**Pointing dataset records**
%%

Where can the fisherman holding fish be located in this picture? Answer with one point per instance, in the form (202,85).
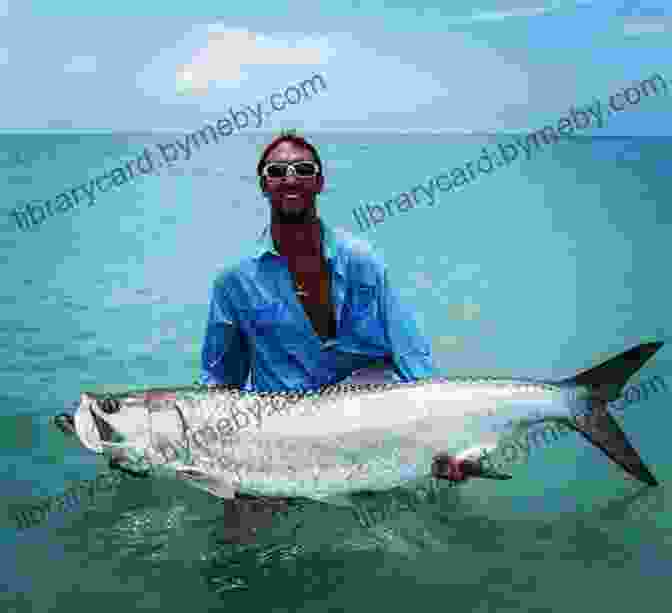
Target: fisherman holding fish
(312,305)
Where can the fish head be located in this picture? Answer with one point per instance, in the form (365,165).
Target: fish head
(105,426)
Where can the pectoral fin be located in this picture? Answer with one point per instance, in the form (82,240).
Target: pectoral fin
(217,486)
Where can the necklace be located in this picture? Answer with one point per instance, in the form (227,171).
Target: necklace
(300,289)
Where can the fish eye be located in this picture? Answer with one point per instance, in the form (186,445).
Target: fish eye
(110,406)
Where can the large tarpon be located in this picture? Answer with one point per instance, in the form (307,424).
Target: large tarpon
(347,437)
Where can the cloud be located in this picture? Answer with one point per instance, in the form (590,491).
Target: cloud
(226,51)
(637,27)
(81,64)
(500,15)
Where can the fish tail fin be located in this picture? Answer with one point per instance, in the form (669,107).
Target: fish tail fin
(604,383)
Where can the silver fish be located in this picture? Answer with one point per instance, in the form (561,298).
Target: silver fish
(343,438)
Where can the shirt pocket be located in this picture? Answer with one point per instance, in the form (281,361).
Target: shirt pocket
(364,312)
(271,319)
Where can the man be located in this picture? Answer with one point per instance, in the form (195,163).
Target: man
(312,305)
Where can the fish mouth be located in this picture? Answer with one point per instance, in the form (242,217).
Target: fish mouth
(66,424)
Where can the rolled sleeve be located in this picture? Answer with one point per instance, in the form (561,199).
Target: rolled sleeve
(410,351)
(225,358)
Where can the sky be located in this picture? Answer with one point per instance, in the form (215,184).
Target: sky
(472,67)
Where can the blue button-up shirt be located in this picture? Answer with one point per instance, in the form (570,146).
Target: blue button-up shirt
(259,337)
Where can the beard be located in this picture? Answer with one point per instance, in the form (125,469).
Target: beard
(292,214)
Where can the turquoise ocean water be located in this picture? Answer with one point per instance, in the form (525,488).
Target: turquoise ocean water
(540,268)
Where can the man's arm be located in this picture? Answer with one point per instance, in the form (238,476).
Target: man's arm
(225,357)
(411,352)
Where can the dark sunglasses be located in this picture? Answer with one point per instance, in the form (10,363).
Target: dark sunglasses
(279,170)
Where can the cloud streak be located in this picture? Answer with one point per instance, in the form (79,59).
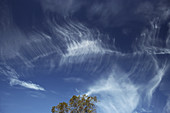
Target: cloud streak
(118,96)
(13,77)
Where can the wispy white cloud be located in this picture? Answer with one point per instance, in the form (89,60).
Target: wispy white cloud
(115,96)
(13,77)
(167,106)
(29,85)
(73,79)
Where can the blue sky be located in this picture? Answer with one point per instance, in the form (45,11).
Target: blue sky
(117,50)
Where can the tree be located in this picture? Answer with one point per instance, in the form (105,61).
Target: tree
(77,104)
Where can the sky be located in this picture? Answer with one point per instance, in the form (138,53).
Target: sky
(117,50)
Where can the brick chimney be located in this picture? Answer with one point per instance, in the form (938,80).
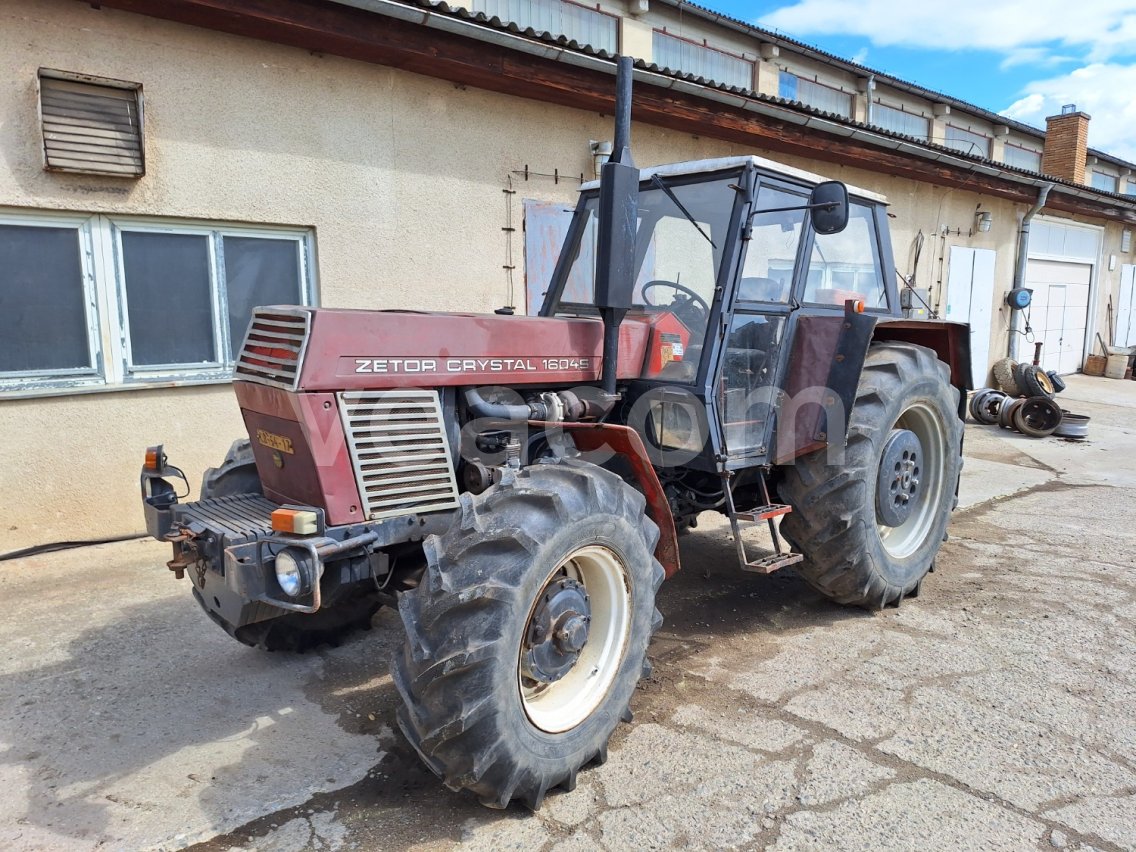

%%

**EXERCISE DETAILS**
Count the lines of the material above that contain the string "dark", and give only the number.

**RESULT BELOW**
2